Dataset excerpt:
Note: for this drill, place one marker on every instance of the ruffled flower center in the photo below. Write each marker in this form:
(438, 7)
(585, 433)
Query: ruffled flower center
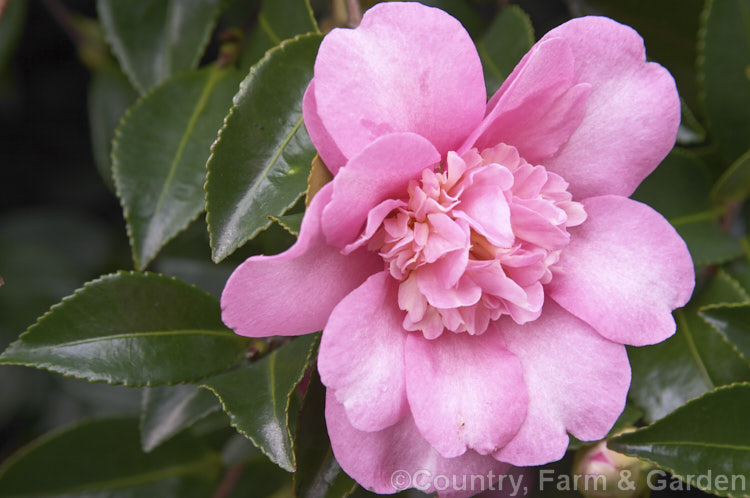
(475, 241)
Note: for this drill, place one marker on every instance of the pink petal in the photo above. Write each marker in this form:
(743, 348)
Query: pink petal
(372, 458)
(577, 382)
(624, 272)
(361, 357)
(540, 105)
(465, 392)
(294, 292)
(406, 67)
(632, 113)
(381, 171)
(324, 144)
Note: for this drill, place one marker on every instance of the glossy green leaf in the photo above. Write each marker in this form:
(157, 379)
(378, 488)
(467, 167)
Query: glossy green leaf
(257, 395)
(695, 360)
(679, 189)
(277, 20)
(131, 328)
(155, 39)
(11, 26)
(734, 184)
(110, 95)
(706, 437)
(160, 154)
(169, 410)
(318, 473)
(628, 418)
(669, 29)
(290, 222)
(733, 322)
(259, 164)
(506, 41)
(102, 458)
(723, 61)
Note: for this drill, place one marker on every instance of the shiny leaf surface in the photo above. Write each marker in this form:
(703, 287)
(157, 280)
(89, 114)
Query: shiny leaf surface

→ SHORT PROBLEM: Reproduce every line of the listing above word for word, leaving the pictures out of your answer.

→ TASK RESULT:
Note: for this drill, place one marker on every instance of the ruffled flower center in the photo below. Write each marker in this form:
(438, 7)
(585, 433)
Query: ruffled flower center
(475, 241)
Note: for this drill, place one marker on every instance of the pink petal in the photo above. Write each marker in this form:
(743, 348)
Query: pink petal
(372, 458)
(577, 382)
(624, 272)
(361, 357)
(540, 105)
(465, 392)
(294, 292)
(406, 67)
(632, 113)
(381, 171)
(324, 144)
Note: for this drill, place one marker on every instance of the glossy green leaf in the photo above. Write each marker in this form:
(157, 379)
(378, 488)
(467, 167)
Query: glossy green leaf
(257, 395)
(695, 360)
(679, 189)
(277, 20)
(131, 328)
(155, 39)
(11, 26)
(734, 184)
(110, 95)
(706, 437)
(160, 154)
(169, 410)
(318, 473)
(628, 418)
(669, 29)
(290, 222)
(733, 322)
(259, 164)
(506, 41)
(102, 458)
(723, 61)
Note: for this drill, place one marker on every instance of the shiny leaf surface in the photo above. Write each marker in this form:
(703, 287)
(157, 280)
(89, 114)
Query: shiny leaf surface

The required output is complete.